--- EXERCISE TEXT ---
During the period 2018-2020, the RWSN secretariat had income from 15 sources of partner contributions and project funding. The largest single contribution (30%) during that time was from the SDC. The second biggest source of funding (25%) was from the UPGro programme ("Unlocking the Potential of Groundwater for the Poor"), followed by 14% from the ZH2O Drink and Donate program.

Member organisations make "substantial annual financial contribution to the backbone functions of the network". In 2020, financial and in-kind support to RWSN came for example from the Swiss Agency for Development and Cooperation (SDC), UNICEF, The United Kingdom DFID, NERC and ESRC through the UPGro programme and the REACH programme (with Oxford University), Skat Consulting Ltd and about a dozen others.

In general, there is significant in-kind support of the network through its governance structures, such as the executive steering committee. Many of the executive committee organisations also provide cash support. The secretariat complements its core funds with project based work. One sellable service is that of being a knowledge broker.
--- SOURCE MATERIAL ---
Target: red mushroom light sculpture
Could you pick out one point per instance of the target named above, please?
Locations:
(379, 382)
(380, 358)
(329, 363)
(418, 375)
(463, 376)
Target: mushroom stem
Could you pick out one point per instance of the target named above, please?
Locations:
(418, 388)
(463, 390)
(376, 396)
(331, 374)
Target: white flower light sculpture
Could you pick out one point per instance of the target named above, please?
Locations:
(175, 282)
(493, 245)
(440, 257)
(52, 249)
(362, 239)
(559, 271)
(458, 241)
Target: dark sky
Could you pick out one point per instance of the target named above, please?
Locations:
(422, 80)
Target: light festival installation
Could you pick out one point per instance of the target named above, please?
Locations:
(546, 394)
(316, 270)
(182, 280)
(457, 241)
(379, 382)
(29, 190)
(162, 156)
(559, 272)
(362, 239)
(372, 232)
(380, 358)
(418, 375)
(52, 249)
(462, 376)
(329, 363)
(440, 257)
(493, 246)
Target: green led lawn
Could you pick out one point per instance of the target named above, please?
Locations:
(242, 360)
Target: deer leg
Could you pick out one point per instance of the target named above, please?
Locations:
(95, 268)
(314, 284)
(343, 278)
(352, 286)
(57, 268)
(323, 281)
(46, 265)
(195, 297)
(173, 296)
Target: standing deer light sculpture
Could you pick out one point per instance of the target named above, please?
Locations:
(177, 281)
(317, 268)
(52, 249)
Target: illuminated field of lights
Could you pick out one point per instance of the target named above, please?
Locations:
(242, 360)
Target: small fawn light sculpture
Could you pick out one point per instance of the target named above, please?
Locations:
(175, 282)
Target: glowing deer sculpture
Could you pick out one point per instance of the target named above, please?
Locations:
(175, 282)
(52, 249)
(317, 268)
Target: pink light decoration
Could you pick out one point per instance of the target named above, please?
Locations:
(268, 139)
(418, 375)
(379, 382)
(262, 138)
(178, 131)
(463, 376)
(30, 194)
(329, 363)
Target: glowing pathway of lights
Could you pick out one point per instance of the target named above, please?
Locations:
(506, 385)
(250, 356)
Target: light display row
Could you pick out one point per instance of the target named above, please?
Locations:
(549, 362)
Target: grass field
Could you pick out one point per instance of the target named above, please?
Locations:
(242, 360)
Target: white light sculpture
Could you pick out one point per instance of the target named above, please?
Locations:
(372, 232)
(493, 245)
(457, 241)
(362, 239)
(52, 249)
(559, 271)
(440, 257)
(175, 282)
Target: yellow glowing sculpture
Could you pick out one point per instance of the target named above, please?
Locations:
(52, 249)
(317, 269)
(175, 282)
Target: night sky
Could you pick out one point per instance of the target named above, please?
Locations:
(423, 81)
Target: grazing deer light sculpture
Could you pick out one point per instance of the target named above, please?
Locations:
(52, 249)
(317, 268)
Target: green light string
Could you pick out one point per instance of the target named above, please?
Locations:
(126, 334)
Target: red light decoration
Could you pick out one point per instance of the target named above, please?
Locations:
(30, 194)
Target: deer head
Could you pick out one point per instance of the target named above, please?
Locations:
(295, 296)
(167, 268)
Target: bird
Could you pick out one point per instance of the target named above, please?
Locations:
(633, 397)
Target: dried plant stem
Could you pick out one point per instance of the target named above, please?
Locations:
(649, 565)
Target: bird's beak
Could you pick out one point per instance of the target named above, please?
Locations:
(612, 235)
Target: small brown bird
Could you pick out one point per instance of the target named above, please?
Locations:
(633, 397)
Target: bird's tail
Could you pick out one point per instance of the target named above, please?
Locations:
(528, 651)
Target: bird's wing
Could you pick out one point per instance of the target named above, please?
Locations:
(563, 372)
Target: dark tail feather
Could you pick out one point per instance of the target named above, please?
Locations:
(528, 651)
---
● **TASKS**
1) Copy word for word the stretch of the RWSN funding text from "Member organisations make" through "a dozen others.".
2) Write what comes next in the RWSN funding text, starting right after its final sentence.
The data has no connection to the text about RWSN funding.

● **RESULTS BY TASK**
1)
Member organisations make "substantial annual financial contribution to the backbone functions of the network". In 2020, financial and in-kind support to RWSN came for example from the Swiss Agency for Development and Cooperation (SDC), UNICEF, The United Kingdom DFID, NERC and ESRC through the UPGro programme and the REACH programme (with Oxford University), Skat Consulting Ltd and about a dozen others.

2)
RWSN also collaborates with the Sustainable Sanitation Alliance. For example, in 2020, RWSN had a project funded by WSSCC to run and improve the SuSanA Discussion Forum, a "vibrant online community within the sanitation sector".

== Impacts ==

A busy India Mark II pump in Uganda. Children often bear the responsibility for collecting water. Durability needs to be incorporated into pump design.

One of the achievements of RWSN is that it strengthens the skills of professionals in the rural water sector. An independent evaluation of RWSN in 2017 found that: "The RWSN is a highly competent, advanced community-building network which connects people who would likely not have been connected before and disseminates valuable knowledge to its members, which can be applied to practice." It also stated that "the RWSN has been described to be the prime network that supports scale up of rural water supply for practitioners".

RWSN often collaborates on joint publications with large organisations such as the World Bank. For example, in 2019 there was a World Bank–Skat Foundation collaboration for the RWSN on the topic of "Innovations in rural water supply sustainability". Another example is the collaboration of RWSN with the 2022 UN World Water Development Report "Groundwater: Making the invisible visible" where RWSN was a chapter lead agency for Chapter 4 on "Groundwater for human settlements".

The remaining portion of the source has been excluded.